I'd let him get comfortable
and swoop in at the end.
If bidding was like battle
then the idea was to win
with as little loss as possible.

With 18 minutes left
I fired off my offer.
The adversary must not have noticed.
He didn't counter once.
The clock ran out and I won
for half of what I'd paid
for the same item two weeks prior.
Though I'd technically done better
I felt like I had cheated.

I'd be an awful general.
I'd sacrifice to earn.
I know my favorite of the two
will be the one I fought for.

6.01.2017

Gerald?

Whenever I inadvertently hurt myself I spew racial slurs combined with homophobic accusations. Do the math. Don't make me say it. I don't know why, it just happens. I hate stubbing my toe while stomping around my apartment because a remarkably nice black gentleman lives across the hall from me with his pleasantly thick white girlfriend. I don't resent the physical pain of my infraction, but the offense I might cause if my neighbor or his beloved overhears my shameful reaction is appalling. I also regret that I forget his name--though he always refers to me by mine while passing in the stairwell--and have relegated his being to a description of his character that subtly implies surprise due to his appearance, as well as a latent need to drag his old lady into it. What's wrong with me? Not enough years in the building trades to know better. The perfect amount to succumb to its crass trappings. In my defense, however, I bet none of the boys have analyzed their verbal shortcomings to this extent and aired them for catharsis. Clap for me. I'm worthy. Did I mention I'm 33?

And that's the rub:  I do that. Observe, transcribe, process, compile, compose, repeat. Is it the mechanism a mostly only child's developed to fit the Universe into neat boxes arranged at his feet, or a way to fill time that's not as self-destructive? I won't pretend to know the answer. That's not my job. It's yours, but don't remind me. There's a glass of Pinot noir at my right and a dwindling clove cigarette at my left, but the notes aren't laid out before me for a change. I'm winging it. I'm typing. When I punch the keys they form words, sentences, thoughts, implications. I can control them, if nothing else. Maybe that's where the gun fascination's derived. When the trigger is pulled--if nothing is rotten in Denmark--then the cartridge will consistently fire. Steel is reliable. Lead runs its course. There are definites and absolutes in the world still. Most people will let you down, though Samuel Colt was not one of them.

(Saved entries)
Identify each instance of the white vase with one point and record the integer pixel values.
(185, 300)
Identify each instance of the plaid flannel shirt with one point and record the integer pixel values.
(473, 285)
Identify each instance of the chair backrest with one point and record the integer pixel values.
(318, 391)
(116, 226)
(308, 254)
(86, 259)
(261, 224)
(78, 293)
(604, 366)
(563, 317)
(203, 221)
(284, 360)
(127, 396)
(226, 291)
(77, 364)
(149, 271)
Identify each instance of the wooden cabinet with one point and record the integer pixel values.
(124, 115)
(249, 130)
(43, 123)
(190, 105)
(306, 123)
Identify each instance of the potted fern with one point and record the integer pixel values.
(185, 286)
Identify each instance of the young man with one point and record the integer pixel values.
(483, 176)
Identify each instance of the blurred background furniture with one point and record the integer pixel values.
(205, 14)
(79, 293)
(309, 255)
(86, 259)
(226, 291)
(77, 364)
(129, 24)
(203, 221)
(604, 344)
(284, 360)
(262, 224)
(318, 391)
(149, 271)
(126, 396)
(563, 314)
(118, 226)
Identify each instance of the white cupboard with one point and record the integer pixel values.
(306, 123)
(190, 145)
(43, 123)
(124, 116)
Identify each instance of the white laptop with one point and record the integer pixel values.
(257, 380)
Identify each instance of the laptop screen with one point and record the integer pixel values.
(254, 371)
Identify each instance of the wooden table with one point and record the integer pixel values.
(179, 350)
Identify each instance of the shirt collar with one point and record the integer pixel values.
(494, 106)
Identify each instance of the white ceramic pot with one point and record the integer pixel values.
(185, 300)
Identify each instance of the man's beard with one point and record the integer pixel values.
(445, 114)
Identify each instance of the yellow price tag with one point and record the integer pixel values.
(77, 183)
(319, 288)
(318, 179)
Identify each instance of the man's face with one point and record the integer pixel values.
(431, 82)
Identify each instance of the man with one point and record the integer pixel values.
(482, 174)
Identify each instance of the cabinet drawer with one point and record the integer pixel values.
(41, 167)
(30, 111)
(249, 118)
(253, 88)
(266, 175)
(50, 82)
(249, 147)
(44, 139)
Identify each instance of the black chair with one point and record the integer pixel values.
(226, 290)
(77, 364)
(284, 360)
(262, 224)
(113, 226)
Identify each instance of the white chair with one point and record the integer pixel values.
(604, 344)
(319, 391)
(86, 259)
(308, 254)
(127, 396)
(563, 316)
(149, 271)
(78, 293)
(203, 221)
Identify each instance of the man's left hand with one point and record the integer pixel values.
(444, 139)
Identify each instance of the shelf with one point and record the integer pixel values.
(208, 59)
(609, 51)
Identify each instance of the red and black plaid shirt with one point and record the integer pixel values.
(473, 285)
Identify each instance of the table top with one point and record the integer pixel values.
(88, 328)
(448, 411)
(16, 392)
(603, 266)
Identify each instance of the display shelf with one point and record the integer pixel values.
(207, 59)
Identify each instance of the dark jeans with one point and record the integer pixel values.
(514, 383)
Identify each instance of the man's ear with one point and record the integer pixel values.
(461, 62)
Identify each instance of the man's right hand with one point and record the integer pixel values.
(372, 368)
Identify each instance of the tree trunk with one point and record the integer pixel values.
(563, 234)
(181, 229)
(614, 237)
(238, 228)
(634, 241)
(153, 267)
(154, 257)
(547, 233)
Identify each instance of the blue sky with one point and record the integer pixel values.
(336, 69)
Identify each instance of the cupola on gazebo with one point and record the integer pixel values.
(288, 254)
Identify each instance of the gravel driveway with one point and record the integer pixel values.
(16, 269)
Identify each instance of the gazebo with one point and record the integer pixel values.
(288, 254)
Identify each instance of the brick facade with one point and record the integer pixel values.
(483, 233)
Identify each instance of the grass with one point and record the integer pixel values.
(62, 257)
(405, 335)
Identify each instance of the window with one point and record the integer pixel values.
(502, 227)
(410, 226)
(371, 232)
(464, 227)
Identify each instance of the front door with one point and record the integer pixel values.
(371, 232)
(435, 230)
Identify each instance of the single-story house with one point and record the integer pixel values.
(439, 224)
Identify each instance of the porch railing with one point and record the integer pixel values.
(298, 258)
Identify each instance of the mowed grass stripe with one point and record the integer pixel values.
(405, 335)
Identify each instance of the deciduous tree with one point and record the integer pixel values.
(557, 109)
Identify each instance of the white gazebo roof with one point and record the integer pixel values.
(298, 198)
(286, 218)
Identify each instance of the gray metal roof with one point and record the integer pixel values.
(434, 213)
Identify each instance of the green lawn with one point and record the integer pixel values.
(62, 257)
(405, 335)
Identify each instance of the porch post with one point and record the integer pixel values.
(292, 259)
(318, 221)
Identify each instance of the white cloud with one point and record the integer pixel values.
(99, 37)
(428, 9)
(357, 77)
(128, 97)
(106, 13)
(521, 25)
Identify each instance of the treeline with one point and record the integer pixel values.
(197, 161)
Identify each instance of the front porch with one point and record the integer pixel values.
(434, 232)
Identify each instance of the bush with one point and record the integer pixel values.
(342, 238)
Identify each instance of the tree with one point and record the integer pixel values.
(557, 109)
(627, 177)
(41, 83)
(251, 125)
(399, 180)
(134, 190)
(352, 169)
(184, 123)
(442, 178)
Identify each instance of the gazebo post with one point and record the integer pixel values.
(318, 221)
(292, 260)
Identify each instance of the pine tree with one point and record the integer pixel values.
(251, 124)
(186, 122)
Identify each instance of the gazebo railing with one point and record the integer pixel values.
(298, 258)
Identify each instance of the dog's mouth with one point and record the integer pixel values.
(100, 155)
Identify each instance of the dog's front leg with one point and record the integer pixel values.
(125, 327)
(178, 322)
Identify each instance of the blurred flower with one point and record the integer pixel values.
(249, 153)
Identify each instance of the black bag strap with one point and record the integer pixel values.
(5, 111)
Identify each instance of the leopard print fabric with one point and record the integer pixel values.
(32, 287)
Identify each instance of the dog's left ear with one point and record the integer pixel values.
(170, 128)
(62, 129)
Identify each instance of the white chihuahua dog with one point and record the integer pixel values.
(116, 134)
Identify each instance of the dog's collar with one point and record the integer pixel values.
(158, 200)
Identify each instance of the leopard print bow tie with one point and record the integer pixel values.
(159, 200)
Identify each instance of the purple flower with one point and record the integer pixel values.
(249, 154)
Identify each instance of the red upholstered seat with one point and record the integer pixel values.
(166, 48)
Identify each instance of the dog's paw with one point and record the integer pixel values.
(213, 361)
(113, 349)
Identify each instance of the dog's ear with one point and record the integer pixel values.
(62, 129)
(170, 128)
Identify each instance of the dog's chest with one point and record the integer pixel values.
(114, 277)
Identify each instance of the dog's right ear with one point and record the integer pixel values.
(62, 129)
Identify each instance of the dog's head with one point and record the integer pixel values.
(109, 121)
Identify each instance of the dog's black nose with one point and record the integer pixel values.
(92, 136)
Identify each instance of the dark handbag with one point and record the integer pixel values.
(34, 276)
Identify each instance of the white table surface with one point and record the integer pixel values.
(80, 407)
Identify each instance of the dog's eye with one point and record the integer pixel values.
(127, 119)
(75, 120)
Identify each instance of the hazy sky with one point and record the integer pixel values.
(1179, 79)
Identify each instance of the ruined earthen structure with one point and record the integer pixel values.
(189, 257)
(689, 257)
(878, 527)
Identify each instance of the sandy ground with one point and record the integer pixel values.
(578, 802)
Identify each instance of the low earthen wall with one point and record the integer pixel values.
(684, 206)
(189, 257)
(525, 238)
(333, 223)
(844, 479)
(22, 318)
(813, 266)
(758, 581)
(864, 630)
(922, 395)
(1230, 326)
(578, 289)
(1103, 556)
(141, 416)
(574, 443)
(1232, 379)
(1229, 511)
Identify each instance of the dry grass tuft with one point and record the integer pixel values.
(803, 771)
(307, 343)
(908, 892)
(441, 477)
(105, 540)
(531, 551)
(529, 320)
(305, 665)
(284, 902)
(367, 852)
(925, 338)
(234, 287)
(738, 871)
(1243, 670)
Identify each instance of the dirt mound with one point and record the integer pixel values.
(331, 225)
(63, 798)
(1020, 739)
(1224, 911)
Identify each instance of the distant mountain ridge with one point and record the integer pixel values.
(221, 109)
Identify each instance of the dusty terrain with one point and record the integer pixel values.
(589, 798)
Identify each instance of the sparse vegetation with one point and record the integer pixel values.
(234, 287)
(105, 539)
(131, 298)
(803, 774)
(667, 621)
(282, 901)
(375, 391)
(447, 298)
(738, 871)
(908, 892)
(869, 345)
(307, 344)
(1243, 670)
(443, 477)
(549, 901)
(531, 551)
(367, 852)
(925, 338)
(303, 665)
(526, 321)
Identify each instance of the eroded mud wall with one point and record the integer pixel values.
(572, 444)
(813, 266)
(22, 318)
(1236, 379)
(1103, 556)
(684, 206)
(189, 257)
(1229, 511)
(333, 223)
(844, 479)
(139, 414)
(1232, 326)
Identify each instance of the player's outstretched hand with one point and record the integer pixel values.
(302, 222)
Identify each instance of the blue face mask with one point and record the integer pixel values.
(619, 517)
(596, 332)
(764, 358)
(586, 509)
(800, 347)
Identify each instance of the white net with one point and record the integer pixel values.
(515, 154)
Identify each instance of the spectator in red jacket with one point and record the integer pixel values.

- _Your tasks_
**A)** In the passage above, write out the words from "If bidding was" to "I had cheated." without changing anything.
**B)** Translate this sentence from the passage into French: "There's a glass of Pinot noir at my right and a dwindling clove cigarette at my left, but the notes aren't laid out before me for a change."

- _Task answers_
**A)**
If bidding was like battle
then the idea was to win
with as little loss as possible.

With 18 minutes left
I fired off my offer.
The adversary must not have noticed.
He didn't counter once.
The clock ran out and I won
for half of what I'd paid
for the same item two weeks prior.
Though I'd technically done better
I felt like I had cheated.

**B)** Il y a un verre de pinot noir à ma droite et une cigarette au clou de girofle qui se consume à ma gauche, mais pour une fois, les notes ne sont pas étalées devant moi.